------ Okunacak metin ------
FAŞİZM KOMÜNİZM ve LİBERALİZM Devrini kapatti Diyen Harrari 21. yüzyılda ideolojisi ne olacak diye soruyor.
Yuval Noah Harari'nin kitap
serimizdeki üçüncü kitabı 21. Yüzyıl için 21 Ders‘e geçmeden
önce yazar hakkında ilk çalışmamızda değinmedigimiz bir kaç not da paylaşmak
isterim:
Harari, 24 Şubat 1976 yılında
İsrail'de Yahudi bir ailenin çocuğu olarak dünyaya geldi. Üniversite
mezuniyetinden sonra 2002 yılında Oxford'da doktora yapan Harari, şu anda Kudüs
Hebrew Üniversitesi Tarih Bölümü'nde öğretim görevlisi olarak
çalışmaktadır.
Escinsel ve evli olan Harari
insanlık için çağlar boyu sorun olmuş bir çok mevzuya dağ gibi bilgi yığını
içinde doğru yön verme çabasıyla yazdığı eserlerinde makro-tarihsel
araştırmalara yoğunlaşmıştır.
2014, 2016 ve 2018 yıllarında
tüm dünyada rekor satışlarla eserlerini okuyucuya ulaştıran Harari, „Tarihte
adalet var mı? Tarihin bir yönü var mı? Tarih ilerledikçe insanlar mutlu oldu
mu?“ gibi
sorulara aradığı cevapları ve sıradışı düşünceleriyle tanınıyor. Tarih ve biyoloji
arasındaki ilişkiyi irdelerken de her anlamda „ötekinin" gerçekliğini
şahsında yaşıyor.
Art arda yazdığı üç eser ile
insanlığın tarihsel gelişimini farklı bilimsel öğretiler ışığında araştıran
tarih profesörü hiç şüphesiz 21. yüzyılın en çok ses getiren „atipik"
düşünürlerinden.
------ Veri bölümü ------
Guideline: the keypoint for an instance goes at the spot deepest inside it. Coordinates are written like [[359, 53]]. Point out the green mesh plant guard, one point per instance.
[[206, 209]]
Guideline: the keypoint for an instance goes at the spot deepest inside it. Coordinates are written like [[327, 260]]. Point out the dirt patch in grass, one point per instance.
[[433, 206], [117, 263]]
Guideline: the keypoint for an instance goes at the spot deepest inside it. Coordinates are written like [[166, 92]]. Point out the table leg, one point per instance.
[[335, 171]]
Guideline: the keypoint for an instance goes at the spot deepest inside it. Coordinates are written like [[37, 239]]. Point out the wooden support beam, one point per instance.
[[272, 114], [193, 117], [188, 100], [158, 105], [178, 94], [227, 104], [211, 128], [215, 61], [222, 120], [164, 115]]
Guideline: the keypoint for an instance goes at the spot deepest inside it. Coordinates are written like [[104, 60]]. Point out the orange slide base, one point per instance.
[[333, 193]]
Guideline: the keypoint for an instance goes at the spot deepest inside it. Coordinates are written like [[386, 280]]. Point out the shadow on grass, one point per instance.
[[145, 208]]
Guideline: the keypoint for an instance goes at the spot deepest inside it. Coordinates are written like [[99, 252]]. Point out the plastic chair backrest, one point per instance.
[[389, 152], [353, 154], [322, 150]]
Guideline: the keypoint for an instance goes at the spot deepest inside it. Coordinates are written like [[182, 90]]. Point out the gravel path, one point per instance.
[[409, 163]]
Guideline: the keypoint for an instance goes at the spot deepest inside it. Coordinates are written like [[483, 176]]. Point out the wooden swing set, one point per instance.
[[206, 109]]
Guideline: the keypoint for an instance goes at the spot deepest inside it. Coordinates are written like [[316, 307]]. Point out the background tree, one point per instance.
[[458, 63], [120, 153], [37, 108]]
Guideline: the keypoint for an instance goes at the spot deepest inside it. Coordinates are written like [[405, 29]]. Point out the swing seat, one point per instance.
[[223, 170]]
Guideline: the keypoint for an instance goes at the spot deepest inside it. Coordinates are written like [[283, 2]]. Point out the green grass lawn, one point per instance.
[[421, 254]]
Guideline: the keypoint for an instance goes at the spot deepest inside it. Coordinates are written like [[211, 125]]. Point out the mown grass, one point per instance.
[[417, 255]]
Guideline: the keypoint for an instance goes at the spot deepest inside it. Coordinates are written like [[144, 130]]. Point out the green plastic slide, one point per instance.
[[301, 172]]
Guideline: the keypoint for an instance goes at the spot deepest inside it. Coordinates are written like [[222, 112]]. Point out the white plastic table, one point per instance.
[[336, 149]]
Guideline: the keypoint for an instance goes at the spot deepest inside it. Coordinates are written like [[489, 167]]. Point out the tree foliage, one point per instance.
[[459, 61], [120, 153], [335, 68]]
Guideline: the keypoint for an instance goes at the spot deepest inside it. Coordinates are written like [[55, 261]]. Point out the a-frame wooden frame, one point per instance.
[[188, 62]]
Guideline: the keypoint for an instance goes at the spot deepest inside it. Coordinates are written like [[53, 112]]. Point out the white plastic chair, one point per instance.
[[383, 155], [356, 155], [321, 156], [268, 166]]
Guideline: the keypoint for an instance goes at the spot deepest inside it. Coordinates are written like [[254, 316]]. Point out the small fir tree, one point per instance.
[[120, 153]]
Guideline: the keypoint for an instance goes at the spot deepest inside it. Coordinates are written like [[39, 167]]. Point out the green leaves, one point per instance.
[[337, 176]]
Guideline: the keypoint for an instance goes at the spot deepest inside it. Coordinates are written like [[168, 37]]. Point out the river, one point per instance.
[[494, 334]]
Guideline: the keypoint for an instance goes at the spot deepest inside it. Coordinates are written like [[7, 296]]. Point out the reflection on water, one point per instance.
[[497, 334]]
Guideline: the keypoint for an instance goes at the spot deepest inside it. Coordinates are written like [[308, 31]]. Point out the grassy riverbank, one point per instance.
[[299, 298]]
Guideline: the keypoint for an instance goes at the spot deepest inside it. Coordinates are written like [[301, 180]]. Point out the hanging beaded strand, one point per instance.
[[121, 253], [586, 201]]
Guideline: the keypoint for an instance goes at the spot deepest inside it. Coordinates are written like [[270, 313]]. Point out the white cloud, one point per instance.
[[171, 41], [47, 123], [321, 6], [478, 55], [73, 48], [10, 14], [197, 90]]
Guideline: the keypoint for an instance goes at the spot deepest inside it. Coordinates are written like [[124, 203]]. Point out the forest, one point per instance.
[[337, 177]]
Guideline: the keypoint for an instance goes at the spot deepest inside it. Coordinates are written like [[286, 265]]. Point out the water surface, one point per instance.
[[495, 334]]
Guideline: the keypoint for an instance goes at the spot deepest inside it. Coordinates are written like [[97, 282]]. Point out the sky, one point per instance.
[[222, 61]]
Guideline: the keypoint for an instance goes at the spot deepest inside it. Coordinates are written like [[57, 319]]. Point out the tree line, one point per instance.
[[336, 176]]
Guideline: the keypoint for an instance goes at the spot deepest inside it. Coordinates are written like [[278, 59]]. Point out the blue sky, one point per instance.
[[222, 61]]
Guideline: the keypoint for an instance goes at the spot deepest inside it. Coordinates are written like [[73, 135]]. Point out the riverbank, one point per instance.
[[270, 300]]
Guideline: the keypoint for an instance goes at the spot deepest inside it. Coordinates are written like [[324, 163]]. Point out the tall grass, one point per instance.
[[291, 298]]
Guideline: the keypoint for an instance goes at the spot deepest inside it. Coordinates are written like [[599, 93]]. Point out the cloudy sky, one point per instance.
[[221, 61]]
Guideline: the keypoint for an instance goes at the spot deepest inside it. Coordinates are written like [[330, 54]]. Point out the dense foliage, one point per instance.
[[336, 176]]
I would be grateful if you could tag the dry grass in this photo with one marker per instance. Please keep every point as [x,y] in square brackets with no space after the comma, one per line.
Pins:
------
▸ **Verilen talimat**: Harari hakkındaki metnin "Yuval Noah Harari'nin" ifadesinden "araştırmalara yoğunlaşmıştır." ifadesine kadar (bu ifade dahil) olan kısmını, "mevzuya" yerine "konuya" koyarak tekrar yazın.

▸ **Çıktı**:
Yuval Noah Harari'nin kitap
serimizdeki üçüncü kitabı 21. Yüzyıl için 21 Ders‘e geçmeden
önce yazar hakkında ilk çalışmamızda değinmedigimiz bir kaç not da paylaşmak
isterim:
Harari, 24 Şubat 1976 yılında
İsrail'de Yahudi bir ailenin çocuğu olarak dünyaya geldi. Üniversite
mezuniyetinden sonra 2002 yılında Oxford'da doktora yapan Harari, şu anda Kudüs
Hebrew Üniversitesi Tarih Bölümü'nde öğretim görevlisi olarak
çalışmaktadır.
Escinsel ve evli olan Harari
insanlık için çağlar boyu sorun olmuş bir çok konuya dağ gibi bilgi yığını
içinde doğru yön verme çabasıyla yazdığı eserlerinde makro-tarihsel
araştırmalara yoğunlaşmıştır.